* Set problem
Find each line in the items below that contains the word "white" and copy every such line in full.

* Given records
.....

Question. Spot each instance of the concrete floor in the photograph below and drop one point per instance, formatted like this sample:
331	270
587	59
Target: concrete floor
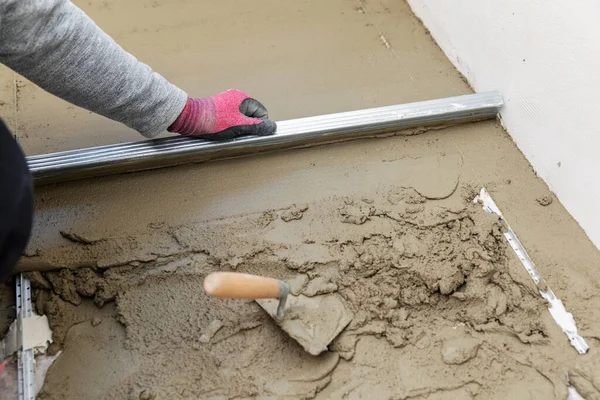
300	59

.....

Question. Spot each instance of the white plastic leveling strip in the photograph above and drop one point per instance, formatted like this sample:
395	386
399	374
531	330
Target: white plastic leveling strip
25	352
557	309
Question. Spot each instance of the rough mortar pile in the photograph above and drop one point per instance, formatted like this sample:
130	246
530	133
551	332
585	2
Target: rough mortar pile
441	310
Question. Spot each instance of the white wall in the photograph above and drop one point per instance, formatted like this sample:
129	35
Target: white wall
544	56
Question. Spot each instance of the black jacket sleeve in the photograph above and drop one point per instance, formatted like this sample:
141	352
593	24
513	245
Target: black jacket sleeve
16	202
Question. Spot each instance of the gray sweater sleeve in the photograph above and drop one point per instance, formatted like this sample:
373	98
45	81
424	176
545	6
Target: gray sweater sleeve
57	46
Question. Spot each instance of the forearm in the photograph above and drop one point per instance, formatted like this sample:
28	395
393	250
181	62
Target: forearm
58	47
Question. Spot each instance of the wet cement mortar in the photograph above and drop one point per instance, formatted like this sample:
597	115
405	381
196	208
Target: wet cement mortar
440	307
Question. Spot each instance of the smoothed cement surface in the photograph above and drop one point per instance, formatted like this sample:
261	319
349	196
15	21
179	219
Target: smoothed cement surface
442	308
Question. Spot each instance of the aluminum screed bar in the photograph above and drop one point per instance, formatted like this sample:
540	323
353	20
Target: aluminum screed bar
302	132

.....

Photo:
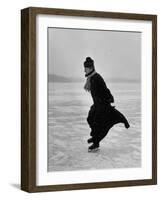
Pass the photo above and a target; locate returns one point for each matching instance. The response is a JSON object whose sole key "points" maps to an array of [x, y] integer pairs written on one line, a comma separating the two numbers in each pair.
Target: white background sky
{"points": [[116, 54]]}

.....

* Result for this task
Question. Spot each instance of the white plastic leveling strip in the photograph above and drop one point per instance, formatted like this sample:
Target: white plastic leveling strip
Question. Spot each instance of the white wall in the photograph above and drop one point per instance, formatted like this sample:
Target: white wall
Target: white background sky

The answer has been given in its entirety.